--- Set problem ---
Rewrite the lines from the line with "Could you mark the white" through the end of the listing as a numbered list, with blank lines left out.

Data pulled from a collection:
···

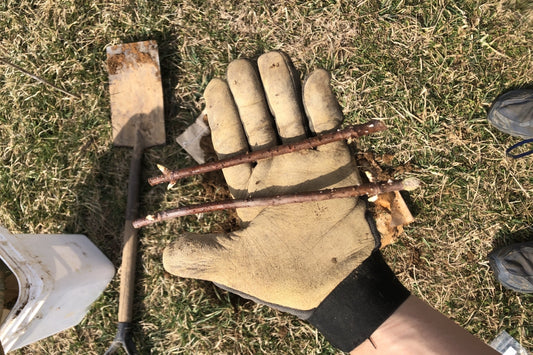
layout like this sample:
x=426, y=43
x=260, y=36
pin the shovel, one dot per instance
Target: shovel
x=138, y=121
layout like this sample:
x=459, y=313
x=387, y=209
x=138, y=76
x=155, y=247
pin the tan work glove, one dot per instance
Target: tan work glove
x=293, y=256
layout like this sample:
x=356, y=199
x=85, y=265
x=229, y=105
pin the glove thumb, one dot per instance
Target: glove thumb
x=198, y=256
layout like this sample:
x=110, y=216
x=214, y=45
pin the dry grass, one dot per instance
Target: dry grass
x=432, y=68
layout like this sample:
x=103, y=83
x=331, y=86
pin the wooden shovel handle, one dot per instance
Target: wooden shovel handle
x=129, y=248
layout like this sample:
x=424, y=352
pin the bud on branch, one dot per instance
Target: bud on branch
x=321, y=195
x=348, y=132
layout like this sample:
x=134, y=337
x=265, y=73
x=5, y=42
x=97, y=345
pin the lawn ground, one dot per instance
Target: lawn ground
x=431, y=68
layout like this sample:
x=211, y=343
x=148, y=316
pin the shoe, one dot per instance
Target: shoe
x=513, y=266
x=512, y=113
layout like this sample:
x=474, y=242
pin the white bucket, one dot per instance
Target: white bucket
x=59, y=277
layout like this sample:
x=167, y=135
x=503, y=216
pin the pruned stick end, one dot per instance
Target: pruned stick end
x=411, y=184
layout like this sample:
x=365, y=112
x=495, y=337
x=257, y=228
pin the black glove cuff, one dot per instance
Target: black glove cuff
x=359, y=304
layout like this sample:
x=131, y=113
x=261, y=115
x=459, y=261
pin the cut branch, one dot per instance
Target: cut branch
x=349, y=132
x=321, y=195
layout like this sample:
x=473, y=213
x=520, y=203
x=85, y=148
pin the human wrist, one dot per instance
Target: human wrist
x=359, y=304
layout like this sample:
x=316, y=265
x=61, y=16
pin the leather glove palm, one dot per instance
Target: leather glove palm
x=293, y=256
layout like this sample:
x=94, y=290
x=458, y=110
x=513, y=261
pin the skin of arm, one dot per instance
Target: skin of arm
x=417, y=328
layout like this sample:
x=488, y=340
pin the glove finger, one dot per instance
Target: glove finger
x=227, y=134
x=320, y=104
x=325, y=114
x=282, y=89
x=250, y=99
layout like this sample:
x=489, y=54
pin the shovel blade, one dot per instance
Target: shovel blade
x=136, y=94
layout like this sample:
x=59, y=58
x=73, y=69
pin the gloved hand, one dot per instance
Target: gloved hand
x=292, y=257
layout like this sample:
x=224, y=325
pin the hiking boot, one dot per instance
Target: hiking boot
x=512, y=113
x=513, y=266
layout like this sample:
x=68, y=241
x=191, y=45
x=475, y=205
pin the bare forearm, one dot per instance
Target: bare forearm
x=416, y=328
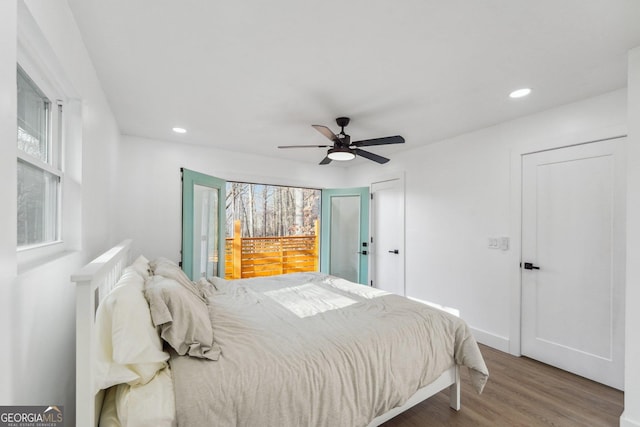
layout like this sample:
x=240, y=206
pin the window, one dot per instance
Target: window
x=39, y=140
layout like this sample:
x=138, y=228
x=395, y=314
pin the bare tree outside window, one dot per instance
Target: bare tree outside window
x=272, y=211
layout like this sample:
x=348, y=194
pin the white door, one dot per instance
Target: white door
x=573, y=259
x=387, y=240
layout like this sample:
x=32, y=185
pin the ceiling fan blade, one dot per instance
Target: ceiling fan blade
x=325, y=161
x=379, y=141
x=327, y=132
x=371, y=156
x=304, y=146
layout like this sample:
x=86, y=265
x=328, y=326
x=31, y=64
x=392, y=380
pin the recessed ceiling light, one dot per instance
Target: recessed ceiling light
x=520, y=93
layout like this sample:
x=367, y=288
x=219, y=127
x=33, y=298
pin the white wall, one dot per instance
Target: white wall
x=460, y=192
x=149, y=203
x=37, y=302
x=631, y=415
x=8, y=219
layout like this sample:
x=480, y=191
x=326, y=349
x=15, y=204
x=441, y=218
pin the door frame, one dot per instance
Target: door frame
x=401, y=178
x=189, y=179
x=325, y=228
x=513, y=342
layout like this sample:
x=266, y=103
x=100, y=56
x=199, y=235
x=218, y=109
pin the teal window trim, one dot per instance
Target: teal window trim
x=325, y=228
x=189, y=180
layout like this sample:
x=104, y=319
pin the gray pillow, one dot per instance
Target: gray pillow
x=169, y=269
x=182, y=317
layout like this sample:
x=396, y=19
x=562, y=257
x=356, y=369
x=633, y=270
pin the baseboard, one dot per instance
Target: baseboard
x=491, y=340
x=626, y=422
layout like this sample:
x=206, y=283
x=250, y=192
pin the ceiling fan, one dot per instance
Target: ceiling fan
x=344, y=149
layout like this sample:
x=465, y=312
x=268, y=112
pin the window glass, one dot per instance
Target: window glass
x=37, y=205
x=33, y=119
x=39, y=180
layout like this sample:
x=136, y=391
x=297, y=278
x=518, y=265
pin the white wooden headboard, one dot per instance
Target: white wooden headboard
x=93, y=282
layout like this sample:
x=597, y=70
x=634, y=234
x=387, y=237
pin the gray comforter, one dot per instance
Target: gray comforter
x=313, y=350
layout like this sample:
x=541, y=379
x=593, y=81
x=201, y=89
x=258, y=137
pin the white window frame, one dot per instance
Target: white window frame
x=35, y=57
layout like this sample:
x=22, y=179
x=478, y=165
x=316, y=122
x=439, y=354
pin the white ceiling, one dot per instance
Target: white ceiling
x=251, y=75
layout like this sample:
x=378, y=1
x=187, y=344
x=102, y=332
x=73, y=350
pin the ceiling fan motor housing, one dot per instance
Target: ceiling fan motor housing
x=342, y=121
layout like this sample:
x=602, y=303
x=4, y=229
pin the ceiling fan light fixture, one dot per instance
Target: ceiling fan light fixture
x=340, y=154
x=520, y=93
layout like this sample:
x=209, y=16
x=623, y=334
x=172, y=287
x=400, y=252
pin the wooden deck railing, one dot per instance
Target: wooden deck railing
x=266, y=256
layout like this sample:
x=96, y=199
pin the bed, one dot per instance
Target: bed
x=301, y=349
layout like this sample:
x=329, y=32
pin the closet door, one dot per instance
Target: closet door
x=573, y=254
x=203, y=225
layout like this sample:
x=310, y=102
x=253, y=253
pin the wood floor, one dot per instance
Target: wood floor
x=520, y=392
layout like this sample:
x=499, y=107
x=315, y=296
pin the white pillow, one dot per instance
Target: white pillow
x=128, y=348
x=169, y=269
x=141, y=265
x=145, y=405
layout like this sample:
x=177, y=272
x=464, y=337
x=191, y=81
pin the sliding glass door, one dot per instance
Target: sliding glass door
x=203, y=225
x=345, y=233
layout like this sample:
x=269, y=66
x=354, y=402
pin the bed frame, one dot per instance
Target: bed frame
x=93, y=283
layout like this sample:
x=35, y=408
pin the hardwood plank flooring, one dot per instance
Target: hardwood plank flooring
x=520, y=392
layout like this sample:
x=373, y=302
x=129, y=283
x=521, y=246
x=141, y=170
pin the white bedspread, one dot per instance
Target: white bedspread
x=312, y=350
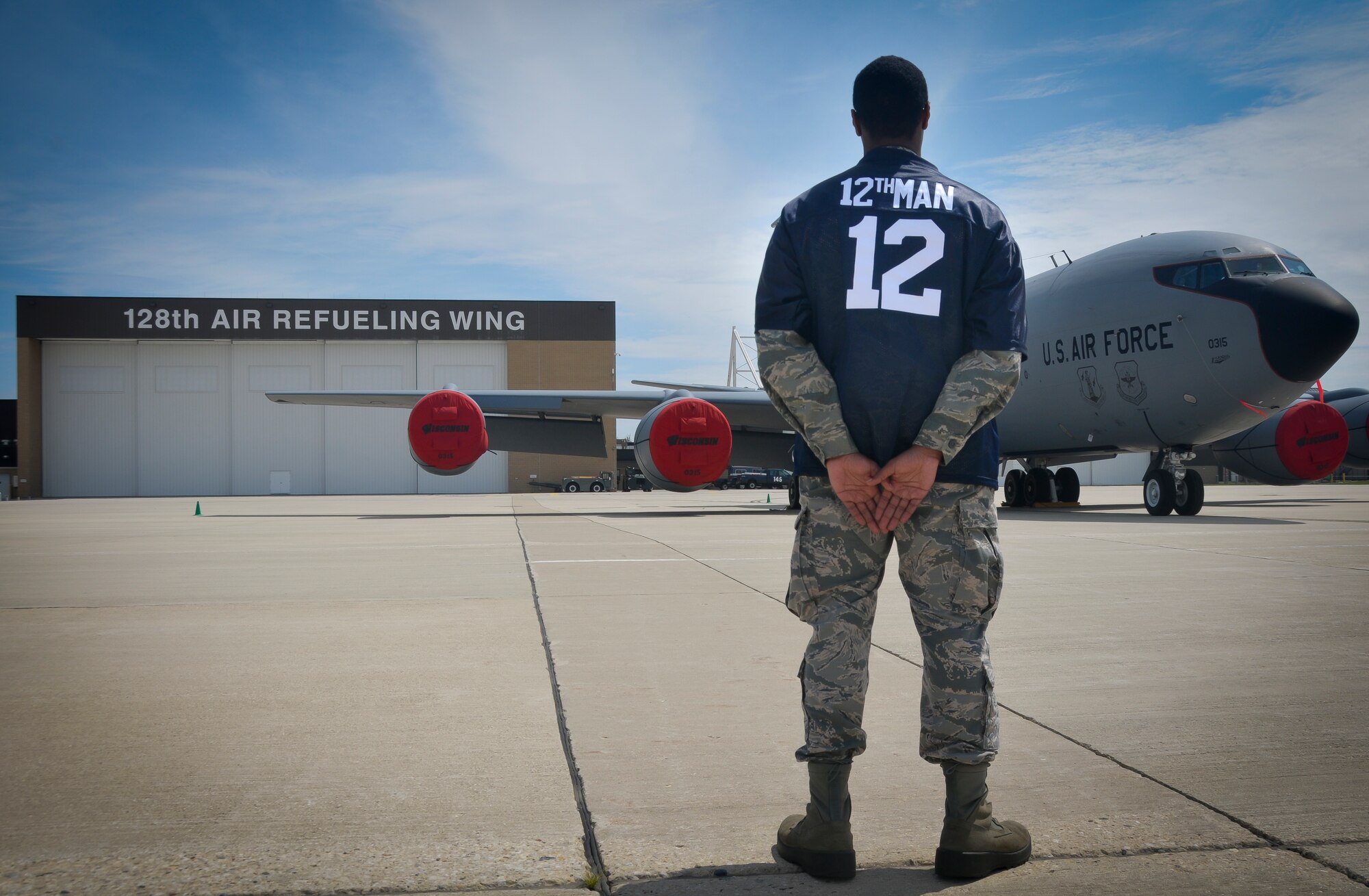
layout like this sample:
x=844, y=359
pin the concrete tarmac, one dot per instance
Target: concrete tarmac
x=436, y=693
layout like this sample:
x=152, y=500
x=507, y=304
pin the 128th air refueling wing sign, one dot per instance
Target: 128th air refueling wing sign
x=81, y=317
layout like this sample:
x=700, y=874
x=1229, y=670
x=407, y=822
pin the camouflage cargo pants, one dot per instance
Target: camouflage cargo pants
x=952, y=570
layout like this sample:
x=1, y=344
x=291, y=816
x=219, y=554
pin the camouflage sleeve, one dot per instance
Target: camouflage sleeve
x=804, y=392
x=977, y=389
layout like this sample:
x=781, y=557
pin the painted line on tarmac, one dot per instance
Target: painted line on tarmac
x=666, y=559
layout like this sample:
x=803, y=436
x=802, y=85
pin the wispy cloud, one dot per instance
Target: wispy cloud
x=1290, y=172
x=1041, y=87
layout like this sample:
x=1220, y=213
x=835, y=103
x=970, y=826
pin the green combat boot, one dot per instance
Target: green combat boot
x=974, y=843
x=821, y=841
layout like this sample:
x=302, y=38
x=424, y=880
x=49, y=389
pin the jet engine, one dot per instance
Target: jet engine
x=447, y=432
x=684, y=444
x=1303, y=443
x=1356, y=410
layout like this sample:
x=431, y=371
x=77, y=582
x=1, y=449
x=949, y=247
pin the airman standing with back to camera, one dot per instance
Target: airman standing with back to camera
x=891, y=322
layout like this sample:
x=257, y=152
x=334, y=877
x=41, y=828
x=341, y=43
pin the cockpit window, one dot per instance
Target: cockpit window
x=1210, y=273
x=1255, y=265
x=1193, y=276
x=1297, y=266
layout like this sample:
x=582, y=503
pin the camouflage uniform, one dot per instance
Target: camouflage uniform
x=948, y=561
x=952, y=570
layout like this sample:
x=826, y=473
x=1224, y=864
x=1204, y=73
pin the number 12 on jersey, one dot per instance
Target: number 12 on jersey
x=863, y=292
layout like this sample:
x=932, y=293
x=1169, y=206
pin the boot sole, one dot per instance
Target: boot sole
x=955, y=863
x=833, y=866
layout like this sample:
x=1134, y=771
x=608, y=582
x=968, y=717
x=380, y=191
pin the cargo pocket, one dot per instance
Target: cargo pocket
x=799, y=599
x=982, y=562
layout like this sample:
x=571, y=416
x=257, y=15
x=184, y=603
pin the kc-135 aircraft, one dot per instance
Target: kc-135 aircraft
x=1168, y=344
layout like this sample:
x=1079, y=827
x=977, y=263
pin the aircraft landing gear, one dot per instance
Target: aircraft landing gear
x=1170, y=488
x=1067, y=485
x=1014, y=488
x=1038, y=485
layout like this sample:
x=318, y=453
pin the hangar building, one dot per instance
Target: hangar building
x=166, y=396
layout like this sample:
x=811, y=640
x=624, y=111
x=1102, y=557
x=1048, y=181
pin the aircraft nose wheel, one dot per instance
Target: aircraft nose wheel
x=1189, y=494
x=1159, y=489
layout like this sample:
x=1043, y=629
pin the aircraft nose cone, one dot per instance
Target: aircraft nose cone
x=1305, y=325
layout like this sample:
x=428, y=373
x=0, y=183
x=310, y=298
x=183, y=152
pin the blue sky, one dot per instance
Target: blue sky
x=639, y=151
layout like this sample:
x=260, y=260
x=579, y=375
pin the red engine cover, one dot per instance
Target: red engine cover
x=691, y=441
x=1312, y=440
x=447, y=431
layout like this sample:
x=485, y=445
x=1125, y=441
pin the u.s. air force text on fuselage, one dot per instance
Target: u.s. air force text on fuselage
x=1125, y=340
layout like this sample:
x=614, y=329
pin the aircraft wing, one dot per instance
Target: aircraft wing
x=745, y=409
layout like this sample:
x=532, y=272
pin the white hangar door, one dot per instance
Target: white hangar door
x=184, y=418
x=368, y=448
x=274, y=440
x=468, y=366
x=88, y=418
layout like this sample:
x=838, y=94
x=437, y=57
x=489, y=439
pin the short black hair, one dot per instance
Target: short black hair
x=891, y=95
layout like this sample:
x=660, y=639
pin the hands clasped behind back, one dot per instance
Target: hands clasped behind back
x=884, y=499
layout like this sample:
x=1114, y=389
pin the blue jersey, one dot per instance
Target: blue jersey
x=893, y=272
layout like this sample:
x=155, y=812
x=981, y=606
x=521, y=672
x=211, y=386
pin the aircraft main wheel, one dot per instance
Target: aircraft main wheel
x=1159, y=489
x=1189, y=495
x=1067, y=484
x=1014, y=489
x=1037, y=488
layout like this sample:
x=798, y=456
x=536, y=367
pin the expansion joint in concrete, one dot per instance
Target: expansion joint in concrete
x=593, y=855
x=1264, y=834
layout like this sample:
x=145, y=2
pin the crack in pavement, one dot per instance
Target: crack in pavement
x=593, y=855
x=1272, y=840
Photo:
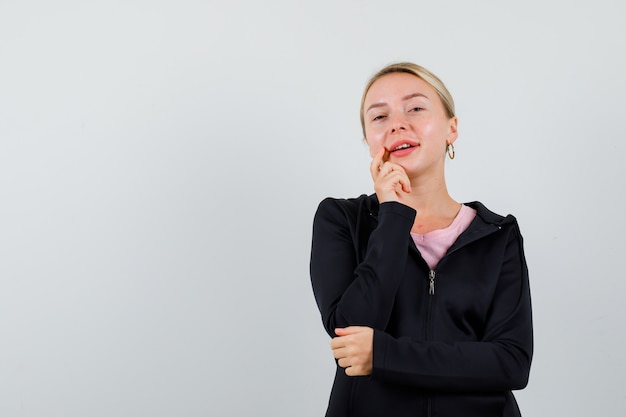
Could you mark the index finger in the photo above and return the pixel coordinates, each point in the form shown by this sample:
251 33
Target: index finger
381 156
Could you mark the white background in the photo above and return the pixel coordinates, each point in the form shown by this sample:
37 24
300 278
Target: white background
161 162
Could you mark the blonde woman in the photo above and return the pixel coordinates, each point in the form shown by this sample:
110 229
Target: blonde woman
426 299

···

--- Exercise output ---
1. Could you mark the white background in the photo above and return the pixel coordinates, each point in the form shown by this sample:
2. 37 24
3. 300 278
4. Target: white background
5. 161 162
6. Could you mark the blonde woman in the photo above and return the pixel coordinates, each point in the form shown by this sample:
7. 110 229
8. Target: blonde woman
9. 426 299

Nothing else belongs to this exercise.